*Task description*.
Would you reproduce, word for word, only the lines running from the top of the data through the line containing "box: [253, 77, 260, 107]", and none of the pictures?

[Collected data]

_ _ _

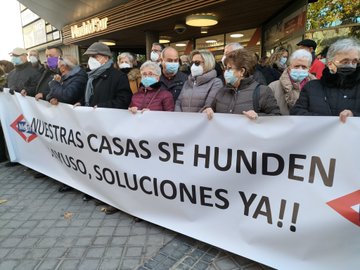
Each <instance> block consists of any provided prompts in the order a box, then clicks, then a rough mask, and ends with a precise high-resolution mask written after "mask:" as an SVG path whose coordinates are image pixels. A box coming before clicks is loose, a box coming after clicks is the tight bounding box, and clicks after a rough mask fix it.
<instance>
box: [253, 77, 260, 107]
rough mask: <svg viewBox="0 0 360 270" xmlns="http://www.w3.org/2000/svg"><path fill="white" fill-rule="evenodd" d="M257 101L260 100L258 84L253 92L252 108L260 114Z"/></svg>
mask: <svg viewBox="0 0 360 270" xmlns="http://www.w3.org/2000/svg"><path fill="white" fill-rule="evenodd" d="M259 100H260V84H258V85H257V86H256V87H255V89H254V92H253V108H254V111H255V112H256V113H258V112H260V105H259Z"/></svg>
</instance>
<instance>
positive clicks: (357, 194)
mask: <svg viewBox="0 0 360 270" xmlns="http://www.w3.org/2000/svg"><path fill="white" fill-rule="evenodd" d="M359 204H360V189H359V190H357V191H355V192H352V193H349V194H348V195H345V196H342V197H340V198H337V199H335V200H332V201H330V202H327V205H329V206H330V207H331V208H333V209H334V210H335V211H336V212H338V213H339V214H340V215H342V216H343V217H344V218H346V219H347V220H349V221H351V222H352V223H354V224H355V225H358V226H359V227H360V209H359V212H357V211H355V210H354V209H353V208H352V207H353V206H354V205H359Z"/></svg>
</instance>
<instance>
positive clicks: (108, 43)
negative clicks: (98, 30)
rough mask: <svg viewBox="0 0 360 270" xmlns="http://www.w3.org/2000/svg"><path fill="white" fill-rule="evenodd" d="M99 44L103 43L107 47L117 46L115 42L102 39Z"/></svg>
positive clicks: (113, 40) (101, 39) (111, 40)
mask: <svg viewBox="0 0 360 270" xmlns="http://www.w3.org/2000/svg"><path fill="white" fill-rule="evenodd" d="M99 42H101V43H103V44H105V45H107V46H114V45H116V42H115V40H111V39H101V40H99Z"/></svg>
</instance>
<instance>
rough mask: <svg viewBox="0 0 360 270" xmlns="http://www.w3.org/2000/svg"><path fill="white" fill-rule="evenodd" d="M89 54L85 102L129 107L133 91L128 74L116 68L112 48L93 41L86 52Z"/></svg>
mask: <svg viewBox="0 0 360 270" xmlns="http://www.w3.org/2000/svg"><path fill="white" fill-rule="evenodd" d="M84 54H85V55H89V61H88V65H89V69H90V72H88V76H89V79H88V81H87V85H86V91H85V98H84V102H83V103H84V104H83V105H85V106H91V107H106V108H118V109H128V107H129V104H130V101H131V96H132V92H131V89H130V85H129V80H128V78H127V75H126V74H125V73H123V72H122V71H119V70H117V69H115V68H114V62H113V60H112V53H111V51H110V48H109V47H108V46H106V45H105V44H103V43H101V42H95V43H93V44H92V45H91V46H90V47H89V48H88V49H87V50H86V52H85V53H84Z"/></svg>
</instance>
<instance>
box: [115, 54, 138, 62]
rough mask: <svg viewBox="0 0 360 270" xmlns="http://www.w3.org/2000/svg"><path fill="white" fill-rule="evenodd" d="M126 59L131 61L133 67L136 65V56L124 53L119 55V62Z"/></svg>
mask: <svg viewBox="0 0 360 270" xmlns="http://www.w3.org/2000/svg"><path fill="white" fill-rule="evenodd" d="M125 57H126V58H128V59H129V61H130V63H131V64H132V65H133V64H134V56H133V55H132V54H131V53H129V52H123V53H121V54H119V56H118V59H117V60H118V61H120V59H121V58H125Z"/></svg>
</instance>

_ _ _

*Your solution*.
Each <instance> block consists of any provided prompts in the order a box, then clicks, then a rough mask, and ends with a precise high-resolution mask written after "mask:" as an SVG path whose coordinates are image pixels. A box coming before clicks is loose, a box coming after clicks is the tight bounding box, and clicks after a rough mask fix it.
<instance>
box: [253, 77, 260, 107]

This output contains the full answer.